Rewrite the data below, substituting "One point for each instance" for every occurrence of "A point per instance" and leaving everything else unchanged.

## Record list
↓

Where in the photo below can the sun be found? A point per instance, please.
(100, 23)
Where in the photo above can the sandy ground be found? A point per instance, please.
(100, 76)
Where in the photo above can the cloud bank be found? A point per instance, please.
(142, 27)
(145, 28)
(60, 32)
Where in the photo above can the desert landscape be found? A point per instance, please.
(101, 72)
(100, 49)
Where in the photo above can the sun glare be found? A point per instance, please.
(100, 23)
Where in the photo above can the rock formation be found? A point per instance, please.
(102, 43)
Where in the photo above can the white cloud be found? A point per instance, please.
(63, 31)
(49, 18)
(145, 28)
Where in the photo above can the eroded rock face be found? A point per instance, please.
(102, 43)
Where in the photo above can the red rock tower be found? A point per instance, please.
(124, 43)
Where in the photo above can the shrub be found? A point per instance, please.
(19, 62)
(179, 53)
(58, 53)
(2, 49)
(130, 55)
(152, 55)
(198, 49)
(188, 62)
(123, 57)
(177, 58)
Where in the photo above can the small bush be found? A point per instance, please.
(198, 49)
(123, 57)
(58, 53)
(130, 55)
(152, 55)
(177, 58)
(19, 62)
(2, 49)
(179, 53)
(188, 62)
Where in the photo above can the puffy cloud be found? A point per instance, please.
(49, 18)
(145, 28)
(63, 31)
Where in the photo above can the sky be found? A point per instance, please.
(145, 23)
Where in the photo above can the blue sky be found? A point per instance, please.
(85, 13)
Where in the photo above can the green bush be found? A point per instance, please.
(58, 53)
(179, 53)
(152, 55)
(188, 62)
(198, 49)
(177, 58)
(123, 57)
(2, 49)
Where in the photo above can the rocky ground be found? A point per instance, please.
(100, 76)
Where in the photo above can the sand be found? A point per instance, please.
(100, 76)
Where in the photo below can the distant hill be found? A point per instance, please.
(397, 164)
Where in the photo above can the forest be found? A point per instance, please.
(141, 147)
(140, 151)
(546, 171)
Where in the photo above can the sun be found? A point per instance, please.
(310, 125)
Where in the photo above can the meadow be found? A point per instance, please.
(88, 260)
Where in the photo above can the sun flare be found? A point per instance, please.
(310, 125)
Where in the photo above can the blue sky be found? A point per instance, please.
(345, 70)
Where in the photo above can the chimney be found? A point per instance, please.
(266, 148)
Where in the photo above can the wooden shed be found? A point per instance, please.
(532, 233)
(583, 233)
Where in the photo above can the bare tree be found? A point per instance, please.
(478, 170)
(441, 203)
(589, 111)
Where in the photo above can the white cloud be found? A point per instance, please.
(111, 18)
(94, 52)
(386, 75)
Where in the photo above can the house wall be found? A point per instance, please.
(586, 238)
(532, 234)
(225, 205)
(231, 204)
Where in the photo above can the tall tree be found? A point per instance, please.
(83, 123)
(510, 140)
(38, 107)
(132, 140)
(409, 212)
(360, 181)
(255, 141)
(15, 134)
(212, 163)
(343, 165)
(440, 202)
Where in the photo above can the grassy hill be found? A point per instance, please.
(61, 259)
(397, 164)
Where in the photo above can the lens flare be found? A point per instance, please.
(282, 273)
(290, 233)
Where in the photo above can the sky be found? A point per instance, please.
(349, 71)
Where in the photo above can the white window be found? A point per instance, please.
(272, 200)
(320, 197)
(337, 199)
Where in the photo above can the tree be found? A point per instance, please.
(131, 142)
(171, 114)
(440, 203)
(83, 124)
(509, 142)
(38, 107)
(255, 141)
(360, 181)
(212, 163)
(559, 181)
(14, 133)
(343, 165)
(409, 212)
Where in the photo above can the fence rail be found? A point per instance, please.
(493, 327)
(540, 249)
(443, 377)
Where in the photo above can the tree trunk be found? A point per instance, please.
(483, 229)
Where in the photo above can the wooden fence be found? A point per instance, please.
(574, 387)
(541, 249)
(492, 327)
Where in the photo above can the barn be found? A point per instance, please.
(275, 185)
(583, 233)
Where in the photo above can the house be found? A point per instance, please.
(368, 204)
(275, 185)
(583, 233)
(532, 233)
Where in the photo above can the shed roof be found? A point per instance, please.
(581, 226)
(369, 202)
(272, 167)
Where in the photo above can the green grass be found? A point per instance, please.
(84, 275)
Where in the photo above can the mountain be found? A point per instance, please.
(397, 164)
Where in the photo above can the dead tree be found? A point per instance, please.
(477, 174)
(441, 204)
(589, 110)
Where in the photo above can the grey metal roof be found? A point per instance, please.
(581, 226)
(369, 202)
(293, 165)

↑

## Task solution
Where in the photo below can the sun be found? One point for each instance, please.
(100, 23)
Where in the photo above can the sandy ground be found? One point for each instance, please.
(100, 76)
Where in the photo above can the cloud bank be found? One point for each instance, please.
(142, 27)
(145, 28)
(60, 32)
Where in the photo above can the desert landscape be found? One point for each instance, please.
(101, 72)
(100, 49)
Where in the photo above can the sun glare be found? One point for each instance, please.
(100, 23)
Where in the photo above can the rock formation be found? One point for each instance, please.
(102, 43)
Where in the photo above can the white cloud be found? One point for each instance, please.
(63, 31)
(49, 18)
(145, 28)
Where in the photo above can the eroded rock face be found? One point for each instance, please.
(102, 43)
Where in the photo above can the red rock tower be found? One point for each instance, please.
(124, 43)
Where in the photo above can the shrub be found? One point for each instance, please.
(19, 62)
(179, 53)
(58, 53)
(2, 49)
(130, 55)
(152, 55)
(198, 49)
(188, 62)
(123, 57)
(177, 58)
Where in the photo above can the small bush be found? One point for each instance, please.
(198, 49)
(123, 57)
(58, 53)
(130, 55)
(152, 55)
(177, 58)
(19, 62)
(2, 49)
(179, 53)
(188, 62)
Where in the photo above can the puffy cloud be found? One point for each instance, please.
(49, 18)
(145, 28)
(63, 31)
Where in the photo above can the sky be found? One point for each instance, please.
(145, 23)
Where in the photo above can the blue sky be found? One point for each instance, please.
(85, 13)
Where in the photo above can the green bush be found? One point for each instance, please.
(58, 53)
(179, 53)
(152, 55)
(188, 62)
(198, 49)
(177, 58)
(123, 57)
(2, 49)
Where in the photo above can the rocky ground be found? One point for each instance, please.
(100, 76)
Where in the photo above can the sand be found? One point for each instance, please.
(100, 76)
Where in the photo below can the distant hill be found? One point for each instance, please.
(397, 164)
Where in the photo above can the forest be found? One point for each instance, please.
(141, 147)
(140, 151)
(546, 171)
Where in the photo above can the sun be found? One point for each instance, please.
(310, 125)
Where in the photo above can the meadow be found? One point for each instance, please.
(88, 260)
Where in the photo above can the sun flare be found? One point for each instance, please.
(310, 125)
Where in the photo above can the blue sky be found? One point for each instance, please.
(345, 70)
Where in the photo above can the chimney be found? One point for each instance, please.
(266, 148)
Where in the photo above can the wooden shed be found? One point for each instance, please.
(532, 233)
(583, 233)
Where in the photo above can the bare tree be found? One point for each instance, please.
(478, 170)
(441, 203)
(589, 111)
Where in the photo above can the white cloud be found? One point for each instance, please.
(111, 18)
(94, 52)
(386, 75)
Where in the photo above can the house wall be found? One point for each instance, please.
(586, 238)
(532, 234)
(225, 205)
(231, 204)
Where in the photo above can the tall tree be found? One point for each instance, please.
(83, 123)
(510, 140)
(38, 107)
(132, 140)
(409, 212)
(360, 181)
(255, 141)
(15, 134)
(212, 163)
(343, 165)
(440, 202)
Where in the photo above can the grassy hill be found? One point for each instance, please.
(61, 259)
(397, 164)
Where in the photo above can the lens flare be found? One point for each instance, please.
(282, 273)
(290, 233)
Where in the photo above can the sky be found? One point for each instance, please.
(349, 71)
Where in the photo above can the white window be found? One point for each instance, please.
(272, 200)
(320, 197)
(337, 199)
Where in the photo above can the tree be found? One point for each instance, please.
(131, 142)
(171, 114)
(440, 203)
(83, 124)
(509, 142)
(38, 107)
(255, 141)
(360, 181)
(212, 163)
(559, 181)
(14, 133)
(343, 165)
(409, 212)
Where in the photo above can the fence rail be found? One point for each instance, please.
(493, 327)
(540, 249)
(443, 377)
Where in the photo above can the tree trunk be found? One point for each instance, please.
(483, 229)
Where in the photo above can the wooden fence be found? One point for each instance, please.
(574, 387)
(541, 249)
(492, 327)
Where in the photo above can the barn be found? One point for each instance, please.
(275, 185)
(583, 233)
Where in the photo above can the house be found? One point for each instance, please.
(368, 204)
(275, 185)
(583, 233)
(532, 233)
Where in the photo above can the shed roof be found? One point for each instance, please.
(581, 226)
(369, 202)
(272, 167)
Where in the photo above can the green grass be found? One point for each instance, please.
(84, 275)
Where in the photo above can the mountain be found? One point for each instance, please.
(397, 164)
Where in the photo above can the dead tree be found? One point for each instance, please.
(477, 174)
(441, 204)
(589, 110)
Where in the photo above can the grey metal roof be found? One point for each instance, please.
(581, 226)
(369, 202)
(293, 165)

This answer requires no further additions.